_Page extract:_

○ ○ ○ ○ ○

Programmatically speaking, a pure function always produces the same output given the same input. This property mirrors mathematics functions such as $f(x) = x^2$, where the evaluation of $f(2)$ is always $4$. Additionally, it follows the rule of “no side effects” which means that the function does not alter external state or perform observable actions such as modifying global variables, mutating inputs, or performing input/output (I/O) operations like printing to the console or writing to a file.
# Pure function
def add(a, b):
return a + b
print(add(2, 3)) # Always 5
# Impure function
global_list = []
def add_and_store(a, b):
result = a + b
global_list.append(result) # modifies external state
print(result) # performs I/O (side effect)
return result
The first function, add, is pure: it returns the same result for the same inputs, and it does not depend on or modify external state. The second function, add_and_store, is impure because it appends to a global variable and produces console output.
Pure functions are easier to deal with since they are predictable and testable because their behaviour is entirely determined by their inputs. Pure functions can be reasoned about mathematically, tested in isolation, and safely reused in different contexts.
Immutability
simply an object that can not be changed after it has been created. So, rather than altering existing structures, programmers construct new once. For instance, instead of calling list.append, one might create a new list that includes the additional element.
numbers = [1, 2, 3]
new_numbers = numbers + [4]
Why? Immutability reduces complexity by eliminating bugs related to unexpected state changes. It ensures that once an object is created, its value is reliable for its entire lifetime.

○ ○ ○ ○ ○

_Listing:_
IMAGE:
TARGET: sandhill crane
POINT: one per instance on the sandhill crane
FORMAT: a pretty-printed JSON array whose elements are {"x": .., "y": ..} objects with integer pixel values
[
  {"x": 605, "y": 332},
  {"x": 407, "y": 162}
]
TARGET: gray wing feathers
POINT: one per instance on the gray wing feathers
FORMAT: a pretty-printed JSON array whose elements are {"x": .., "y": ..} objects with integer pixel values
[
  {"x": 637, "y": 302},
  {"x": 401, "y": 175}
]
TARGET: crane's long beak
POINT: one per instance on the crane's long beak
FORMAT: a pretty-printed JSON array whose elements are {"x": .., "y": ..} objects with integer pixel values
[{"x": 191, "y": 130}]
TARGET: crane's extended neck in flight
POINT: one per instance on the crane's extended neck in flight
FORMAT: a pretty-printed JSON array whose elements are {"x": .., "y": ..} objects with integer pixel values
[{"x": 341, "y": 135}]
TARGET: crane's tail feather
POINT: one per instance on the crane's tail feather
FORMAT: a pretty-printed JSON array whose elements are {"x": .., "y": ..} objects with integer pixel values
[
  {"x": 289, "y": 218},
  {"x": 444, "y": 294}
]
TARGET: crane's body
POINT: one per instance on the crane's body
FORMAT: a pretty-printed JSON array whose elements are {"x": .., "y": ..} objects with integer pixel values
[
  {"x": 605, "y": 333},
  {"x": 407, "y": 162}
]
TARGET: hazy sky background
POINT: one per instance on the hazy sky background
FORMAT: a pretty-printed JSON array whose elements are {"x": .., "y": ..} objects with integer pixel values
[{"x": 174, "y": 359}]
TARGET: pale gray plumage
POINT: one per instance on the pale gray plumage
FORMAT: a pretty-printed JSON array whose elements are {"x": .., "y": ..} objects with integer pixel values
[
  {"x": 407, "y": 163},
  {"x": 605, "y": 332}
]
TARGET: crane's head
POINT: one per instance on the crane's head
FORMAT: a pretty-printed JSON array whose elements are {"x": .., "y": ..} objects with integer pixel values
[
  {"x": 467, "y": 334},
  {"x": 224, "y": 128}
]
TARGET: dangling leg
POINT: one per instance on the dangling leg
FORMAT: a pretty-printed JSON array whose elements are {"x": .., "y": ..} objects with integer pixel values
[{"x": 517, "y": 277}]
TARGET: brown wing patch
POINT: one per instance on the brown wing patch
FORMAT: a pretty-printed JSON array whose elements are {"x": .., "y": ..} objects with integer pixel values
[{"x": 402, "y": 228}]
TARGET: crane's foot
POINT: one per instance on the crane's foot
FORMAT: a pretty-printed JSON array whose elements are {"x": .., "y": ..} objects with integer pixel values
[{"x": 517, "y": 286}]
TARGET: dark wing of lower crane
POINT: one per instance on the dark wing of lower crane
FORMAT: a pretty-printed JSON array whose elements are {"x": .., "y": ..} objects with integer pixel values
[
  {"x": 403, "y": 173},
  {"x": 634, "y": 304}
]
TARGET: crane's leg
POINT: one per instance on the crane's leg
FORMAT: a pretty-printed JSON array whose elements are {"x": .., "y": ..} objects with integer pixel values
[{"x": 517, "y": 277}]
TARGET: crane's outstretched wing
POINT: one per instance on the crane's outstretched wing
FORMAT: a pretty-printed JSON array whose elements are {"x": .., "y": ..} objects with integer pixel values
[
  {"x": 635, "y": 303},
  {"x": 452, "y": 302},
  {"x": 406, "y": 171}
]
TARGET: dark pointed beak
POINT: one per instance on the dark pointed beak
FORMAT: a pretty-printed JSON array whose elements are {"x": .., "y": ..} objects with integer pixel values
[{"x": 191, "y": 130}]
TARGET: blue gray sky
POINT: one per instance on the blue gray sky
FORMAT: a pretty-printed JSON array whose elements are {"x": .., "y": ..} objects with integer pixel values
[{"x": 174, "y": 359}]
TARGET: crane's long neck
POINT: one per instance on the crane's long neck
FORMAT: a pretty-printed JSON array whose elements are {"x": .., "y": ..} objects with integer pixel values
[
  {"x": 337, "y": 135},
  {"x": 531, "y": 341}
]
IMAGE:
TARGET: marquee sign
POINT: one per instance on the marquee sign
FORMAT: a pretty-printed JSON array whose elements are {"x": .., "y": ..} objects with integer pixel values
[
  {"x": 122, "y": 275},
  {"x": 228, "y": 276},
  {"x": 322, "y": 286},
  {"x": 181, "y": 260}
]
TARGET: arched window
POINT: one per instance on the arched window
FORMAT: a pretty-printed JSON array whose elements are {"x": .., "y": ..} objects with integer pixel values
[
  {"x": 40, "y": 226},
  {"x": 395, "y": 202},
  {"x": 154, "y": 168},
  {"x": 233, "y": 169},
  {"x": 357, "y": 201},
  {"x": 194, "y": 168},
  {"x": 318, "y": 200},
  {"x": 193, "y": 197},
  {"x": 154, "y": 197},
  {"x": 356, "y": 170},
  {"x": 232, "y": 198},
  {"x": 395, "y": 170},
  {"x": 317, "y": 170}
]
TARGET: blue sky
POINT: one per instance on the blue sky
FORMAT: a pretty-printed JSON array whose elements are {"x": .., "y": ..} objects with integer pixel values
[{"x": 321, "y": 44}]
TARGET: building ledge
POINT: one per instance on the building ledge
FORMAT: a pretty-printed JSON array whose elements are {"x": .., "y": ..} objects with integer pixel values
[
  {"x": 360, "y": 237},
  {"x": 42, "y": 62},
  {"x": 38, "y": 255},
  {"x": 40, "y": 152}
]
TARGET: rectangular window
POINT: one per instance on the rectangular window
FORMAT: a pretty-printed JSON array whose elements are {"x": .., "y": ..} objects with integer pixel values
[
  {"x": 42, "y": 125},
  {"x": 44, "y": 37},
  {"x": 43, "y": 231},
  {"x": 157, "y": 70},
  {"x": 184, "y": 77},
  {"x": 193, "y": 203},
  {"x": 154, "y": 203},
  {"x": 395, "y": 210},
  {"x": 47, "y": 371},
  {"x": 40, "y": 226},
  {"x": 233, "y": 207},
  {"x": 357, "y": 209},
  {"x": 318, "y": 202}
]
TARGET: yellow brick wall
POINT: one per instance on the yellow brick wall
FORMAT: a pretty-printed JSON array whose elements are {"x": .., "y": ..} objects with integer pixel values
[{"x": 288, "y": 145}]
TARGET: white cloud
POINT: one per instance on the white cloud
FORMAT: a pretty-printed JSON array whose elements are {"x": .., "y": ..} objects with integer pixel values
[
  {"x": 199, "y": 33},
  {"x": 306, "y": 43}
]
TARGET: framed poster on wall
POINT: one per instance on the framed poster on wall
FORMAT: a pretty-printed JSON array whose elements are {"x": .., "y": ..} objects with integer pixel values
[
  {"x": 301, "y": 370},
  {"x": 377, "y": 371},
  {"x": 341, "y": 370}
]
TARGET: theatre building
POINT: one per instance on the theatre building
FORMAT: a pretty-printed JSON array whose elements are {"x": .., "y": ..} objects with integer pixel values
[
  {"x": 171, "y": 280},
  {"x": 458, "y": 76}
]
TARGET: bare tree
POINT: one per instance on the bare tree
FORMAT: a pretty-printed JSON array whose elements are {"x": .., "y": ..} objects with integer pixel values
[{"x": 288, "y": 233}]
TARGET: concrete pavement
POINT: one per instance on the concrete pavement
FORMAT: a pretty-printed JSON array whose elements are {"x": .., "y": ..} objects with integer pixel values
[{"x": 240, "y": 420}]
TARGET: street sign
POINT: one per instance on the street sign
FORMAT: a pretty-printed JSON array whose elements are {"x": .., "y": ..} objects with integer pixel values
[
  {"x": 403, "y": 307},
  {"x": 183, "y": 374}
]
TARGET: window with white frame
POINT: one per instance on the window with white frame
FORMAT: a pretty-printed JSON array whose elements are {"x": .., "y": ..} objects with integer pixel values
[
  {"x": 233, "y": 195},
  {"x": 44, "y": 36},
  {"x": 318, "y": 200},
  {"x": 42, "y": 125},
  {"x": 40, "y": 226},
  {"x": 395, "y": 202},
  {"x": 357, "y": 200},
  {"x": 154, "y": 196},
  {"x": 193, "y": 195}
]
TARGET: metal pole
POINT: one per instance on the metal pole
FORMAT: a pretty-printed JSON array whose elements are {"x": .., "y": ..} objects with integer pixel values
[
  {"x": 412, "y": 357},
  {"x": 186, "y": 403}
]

○ ○ ○ ○ ○

_Given problem:_
Rewrite the paragraph of the page extract that begins "Programmatically speaking, a pure function" as a short bulleted list that keeps its main facts.

_Expected output:_
- A pure function always gives the same output for the same input. This mirrors mathematical functions such as f(x) = x², where f(2) is always 4.
- It follows the "no side effects" rule: it does not alter external state or perform observable actions.
- Such actions include modifying global variables, mutating inputs, and I/O operations like printing to the console or writing to a file.